======== Records for the task

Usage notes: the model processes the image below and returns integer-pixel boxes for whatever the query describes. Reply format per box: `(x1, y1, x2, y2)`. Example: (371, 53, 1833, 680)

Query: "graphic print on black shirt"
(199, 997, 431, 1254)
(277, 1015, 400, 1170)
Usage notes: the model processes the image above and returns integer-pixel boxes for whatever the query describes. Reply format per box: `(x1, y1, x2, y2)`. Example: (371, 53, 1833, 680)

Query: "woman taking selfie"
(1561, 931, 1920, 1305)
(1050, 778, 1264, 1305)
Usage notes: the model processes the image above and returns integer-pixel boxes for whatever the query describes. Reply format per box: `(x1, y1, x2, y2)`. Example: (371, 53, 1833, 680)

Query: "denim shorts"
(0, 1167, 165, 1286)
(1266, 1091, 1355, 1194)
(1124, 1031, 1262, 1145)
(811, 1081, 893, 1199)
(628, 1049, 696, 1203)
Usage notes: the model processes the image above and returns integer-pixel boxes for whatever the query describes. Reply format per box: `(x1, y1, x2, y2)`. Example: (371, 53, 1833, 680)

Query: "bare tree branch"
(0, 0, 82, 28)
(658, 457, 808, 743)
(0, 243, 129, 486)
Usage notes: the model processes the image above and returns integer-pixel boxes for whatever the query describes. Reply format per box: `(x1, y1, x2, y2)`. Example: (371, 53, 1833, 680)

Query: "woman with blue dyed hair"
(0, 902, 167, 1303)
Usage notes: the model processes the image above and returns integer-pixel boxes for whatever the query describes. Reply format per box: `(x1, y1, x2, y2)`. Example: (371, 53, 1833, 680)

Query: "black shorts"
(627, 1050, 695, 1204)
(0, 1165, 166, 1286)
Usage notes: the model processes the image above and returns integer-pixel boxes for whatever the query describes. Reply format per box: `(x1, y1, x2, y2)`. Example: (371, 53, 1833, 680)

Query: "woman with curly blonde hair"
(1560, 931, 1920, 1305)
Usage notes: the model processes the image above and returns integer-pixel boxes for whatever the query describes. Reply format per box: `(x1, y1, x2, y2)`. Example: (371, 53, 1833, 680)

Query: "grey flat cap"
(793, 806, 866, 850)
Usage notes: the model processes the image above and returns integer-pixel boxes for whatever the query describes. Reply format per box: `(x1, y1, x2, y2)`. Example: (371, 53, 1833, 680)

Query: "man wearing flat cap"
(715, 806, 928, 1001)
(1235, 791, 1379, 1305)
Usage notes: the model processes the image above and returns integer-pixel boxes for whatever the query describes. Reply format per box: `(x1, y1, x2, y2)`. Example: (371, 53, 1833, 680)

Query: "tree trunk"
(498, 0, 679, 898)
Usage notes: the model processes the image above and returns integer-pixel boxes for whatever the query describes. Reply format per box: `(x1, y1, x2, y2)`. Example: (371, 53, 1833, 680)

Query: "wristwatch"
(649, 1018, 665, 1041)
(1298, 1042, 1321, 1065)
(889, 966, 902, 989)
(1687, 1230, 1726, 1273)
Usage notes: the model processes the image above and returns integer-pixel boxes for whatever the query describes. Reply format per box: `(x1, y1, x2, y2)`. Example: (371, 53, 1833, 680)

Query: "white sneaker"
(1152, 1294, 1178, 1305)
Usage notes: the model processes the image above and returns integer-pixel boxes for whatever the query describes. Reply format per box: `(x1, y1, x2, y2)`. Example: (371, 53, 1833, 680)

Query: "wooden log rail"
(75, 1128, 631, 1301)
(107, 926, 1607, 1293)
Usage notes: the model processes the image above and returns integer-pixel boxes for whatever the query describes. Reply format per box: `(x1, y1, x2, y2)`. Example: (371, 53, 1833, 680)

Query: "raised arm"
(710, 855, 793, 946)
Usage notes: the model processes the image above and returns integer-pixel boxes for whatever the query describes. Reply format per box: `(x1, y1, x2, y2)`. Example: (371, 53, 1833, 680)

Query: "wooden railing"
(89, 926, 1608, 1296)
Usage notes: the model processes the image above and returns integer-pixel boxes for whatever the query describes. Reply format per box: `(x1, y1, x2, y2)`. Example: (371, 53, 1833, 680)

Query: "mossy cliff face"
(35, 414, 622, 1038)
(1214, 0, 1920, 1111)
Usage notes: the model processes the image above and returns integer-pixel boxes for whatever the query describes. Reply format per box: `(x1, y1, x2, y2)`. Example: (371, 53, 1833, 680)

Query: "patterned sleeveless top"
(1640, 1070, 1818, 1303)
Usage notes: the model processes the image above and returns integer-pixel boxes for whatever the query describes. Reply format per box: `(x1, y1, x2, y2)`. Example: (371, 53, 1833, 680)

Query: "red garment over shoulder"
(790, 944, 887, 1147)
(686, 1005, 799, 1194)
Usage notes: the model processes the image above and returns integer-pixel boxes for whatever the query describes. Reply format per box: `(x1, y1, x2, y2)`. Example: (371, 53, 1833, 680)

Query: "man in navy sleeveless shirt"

================

**Required action:** Write every record out again, unaltered.

**Response area:**
Usage notes: the model processes the image below and returns integer-pixel boxes for whatever the query describes. Reply format per box: `(x1, y1, x2, y2)`. Example: (371, 53, 1833, 680)

Query: "graphic print on black shirt"
(199, 997, 431, 1254)
(277, 1015, 400, 1170)
Usage notes: the model processes the image above and returns integer-pixel boxes for whatever the query describes. Reply format per box: `(x1, y1, x2, y2)`. Example: (371, 53, 1833, 680)

Query: "woman taking selfie"
(1561, 931, 1920, 1305)
(1050, 778, 1264, 1305)
Usage notes: the model processes the image above and returns integer-pixel boxes for whatever the query describes. Reply format per box: `(x1, y1, x2, y2)`. Example: (371, 53, 1833, 680)

Query: "denim shorts"
(0, 1167, 165, 1286)
(1266, 1091, 1355, 1194)
(1124, 1031, 1262, 1145)
(811, 1081, 893, 1199)
(628, 1049, 696, 1203)
Usage notes: the model processes the image above and returns integer-pixel boxes for whatever the query describes. Reply format per box: `(x1, y1, x2, y2)`. Example: (371, 53, 1833, 680)

Query: "bare tree branch"
(0, 0, 82, 28)
(658, 457, 808, 743)
(0, 243, 129, 486)
Usage notes: the model processes the image above and returns integer-pixel boxes for whatever the query describes. Reply format per box: `(x1, y1, x2, y2)`. Example: (371, 53, 1833, 680)

Query: "woman with blue dyed hair"
(0, 902, 167, 1303)
Usage notes: the model processes the image above and returns integer-pixel boxes for whatever the query describes. Reply format per box: `(x1, y1, x2, y2)`. Example: (371, 53, 1833, 680)

Query: "black shorts"
(627, 1050, 695, 1204)
(0, 1165, 166, 1286)
Usage notes: the model processes the image above and returns integer-pixel boxes for whatever the query describes. Reply format per box: `(x1, y1, x2, y2)`. Example: (371, 53, 1833, 680)

Query: "woman with curly blonde hair"
(1560, 931, 1920, 1305)
Usage notes: the model processes the image above and returns integer-pixel boxes for whatever the query describes. Reply format per box: `(x1, y1, x2, y2)`. Example: (371, 53, 1833, 680)

Query: "grey flat cap"
(793, 806, 866, 850)
Usage notes: the model processes the image above and returns integer-pixel boxes for whatever the query describes. Reply format per box: `(x1, y1, x2, y2)`. Example: (371, 53, 1833, 680)

Query: "man wearing flat cap"
(715, 806, 928, 1001)
(1235, 791, 1379, 1305)
Usage notes: the model processes the image above and returns integer-pixel boxes for whatever the query describes. Reply format per box: `(x1, y1, x2, y2)`. Example: (371, 53, 1833, 680)

Query: "tree trunk"
(498, 0, 679, 898)
Usage notes: the model processes the image above and returns integer-pixel boxes for whatever the query describes. Reply format per box: `(x1, y1, x2, y2)`. Example: (371, 53, 1833, 680)

Query: "wristwatch"
(649, 1018, 665, 1041)
(1298, 1042, 1321, 1065)
(889, 966, 902, 989)
(1687, 1230, 1726, 1273)
Usage notes: the model processes the image above and returns integer-pixel boxes for whatever the query describes. Reply format per box: `(x1, y1, x2, y2)`. Example: (371, 53, 1833, 680)

Query: "white sneaker"
(1152, 1294, 1178, 1305)
Usage notes: the model processes the image above and returns integer-pixel boxes for whatever the query describes. Reply format per box: `(x1, y1, x2, y2)`. Example: (371, 53, 1833, 680)

Query: "wooden log rail"
(75, 1128, 631, 1301)
(107, 926, 1607, 1293)
Usage notes: the model processes the image above and returns integer-pixel boxes for whatever the query describes. Reply format per box: `(x1, y1, x2, y2)`. Example: (371, 53, 1833, 680)

Query: "raised arm"
(710, 855, 793, 946)
Usage notes: the model processes the image above and returns integer-pixel boxes for whatever the query describes. Reply format per box: `(x1, y1, x2, y2)`. Example: (371, 53, 1833, 680)

Query: "wooden railing"
(89, 926, 1608, 1296)
Usage notes: the model processes the image above and returns integer-pixel boxes for whatever the query describes. Reply format per box: `(x1, y1, x2, y2)`. Example: (371, 53, 1833, 680)

Query: "mossy cliff face"
(35, 414, 622, 1038)
(1214, 0, 1920, 1111)
Usage notes: the model processes the image above and returns integer-pixel boxes for whatever the query describes. Reply format per box: `(x1, y1, x2, y2)`. Example: (371, 53, 1833, 680)

Query: "patterned sleeveless top"
(1640, 1070, 1818, 1303)
Usage notes: the model processes the image above and returns integer-pixel boxes for whatever the query describes. Reply format per box: `(x1, y1, x2, y2)`. Example: (371, 53, 1833, 680)

Query: "red garment over shoulder"
(790, 944, 887, 1147)
(686, 1005, 799, 1194)
Usage notes: the model processes the image above and returns integer-pixel boxes for whatever the query describes. Reply format per box: `(x1, y1, x2, y2)`. Example: (371, 53, 1833, 680)

Query: "man in navy sleeveless shirt"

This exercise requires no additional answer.